▶ _Required work_: Please present everything from the line containing "Could you point to the window muntin" down to the final line of the items, both ends included, as a numbered list with blank lines omitted.

Pointing items
BEGIN

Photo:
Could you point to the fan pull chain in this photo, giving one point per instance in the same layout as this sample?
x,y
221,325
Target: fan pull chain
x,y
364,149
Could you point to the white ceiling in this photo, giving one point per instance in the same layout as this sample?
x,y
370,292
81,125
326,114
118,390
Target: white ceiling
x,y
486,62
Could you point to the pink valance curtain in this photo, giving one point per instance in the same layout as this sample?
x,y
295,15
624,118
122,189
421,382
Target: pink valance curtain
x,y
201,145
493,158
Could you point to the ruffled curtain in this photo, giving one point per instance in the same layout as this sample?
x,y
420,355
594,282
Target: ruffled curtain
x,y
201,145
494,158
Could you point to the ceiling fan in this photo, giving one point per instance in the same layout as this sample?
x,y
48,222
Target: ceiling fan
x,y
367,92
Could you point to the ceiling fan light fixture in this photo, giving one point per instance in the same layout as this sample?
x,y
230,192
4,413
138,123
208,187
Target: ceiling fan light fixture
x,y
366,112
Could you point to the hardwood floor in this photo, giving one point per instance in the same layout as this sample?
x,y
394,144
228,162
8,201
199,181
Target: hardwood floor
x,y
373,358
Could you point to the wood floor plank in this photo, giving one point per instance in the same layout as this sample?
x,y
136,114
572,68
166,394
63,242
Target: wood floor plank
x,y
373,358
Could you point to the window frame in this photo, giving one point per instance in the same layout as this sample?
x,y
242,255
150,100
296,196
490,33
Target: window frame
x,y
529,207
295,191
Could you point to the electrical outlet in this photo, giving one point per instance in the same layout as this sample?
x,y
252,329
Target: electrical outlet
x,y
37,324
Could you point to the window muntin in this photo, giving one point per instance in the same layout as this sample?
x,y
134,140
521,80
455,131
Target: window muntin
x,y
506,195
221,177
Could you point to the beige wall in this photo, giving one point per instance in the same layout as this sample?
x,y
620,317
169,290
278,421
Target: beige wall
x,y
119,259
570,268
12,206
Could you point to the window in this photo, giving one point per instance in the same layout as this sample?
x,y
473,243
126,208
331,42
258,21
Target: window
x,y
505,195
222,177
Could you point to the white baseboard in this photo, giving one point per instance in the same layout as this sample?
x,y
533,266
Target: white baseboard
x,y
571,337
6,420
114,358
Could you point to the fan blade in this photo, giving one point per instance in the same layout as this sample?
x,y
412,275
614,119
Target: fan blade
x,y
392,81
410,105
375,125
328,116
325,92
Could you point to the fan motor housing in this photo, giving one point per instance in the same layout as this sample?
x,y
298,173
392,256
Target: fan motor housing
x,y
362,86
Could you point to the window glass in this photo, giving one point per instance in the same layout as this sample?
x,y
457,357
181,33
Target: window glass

END

▶ _The answer_:
1. Could you point to the window muntin in this photo, giving one point per instance in the same layout as this sample?
2. x,y
3. 134,140
4. 521,80
5. 455,131
6. Target: window muntin
7. x,y
8. 506,195
9. 221,177
10. Could you point to the beige wall in this photo, giving one point per instance in the same layout as this sample?
11. x,y
12. 620,317
13. 169,290
14. 278,421
15. Target: beige wall
16. x,y
17. 119,259
18. 570,268
19. 12,206
20. Could you point to the window in this photo, giving one point per instance in the same layout as this sample?
21. x,y
22. 473,243
23. 126,208
24. 331,42
25. 258,21
26. Target: window
27. x,y
28. 505,195
29. 222,177
30. Could you point to the white baseboard in this photo, giving one point per instance in the same layout as this sample?
31. x,y
32. 533,266
33. Target: white baseboard
34. x,y
35. 571,337
36. 6,420
37. 114,358
38. Could you point to the fan blade in this photo, giving one point per instance in the same layout as this sample?
39. x,y
40. 412,275
41. 614,119
42. Target: fan blade
43. x,y
44. 392,81
45. 410,105
46. 375,125
47. 328,116
48. 325,92
49. Could you point to the fan motor housing in this photo, giving one point per instance in the same layout as this sample?
50. x,y
51. 298,173
52. 392,256
53. Target: fan motor housing
54. x,y
55. 362,86
56. Could you point to the window glass in this photo, giving one point per instance in the same layout as this sample?
57. x,y
58. 457,357
59. 181,33
60. Target: window glass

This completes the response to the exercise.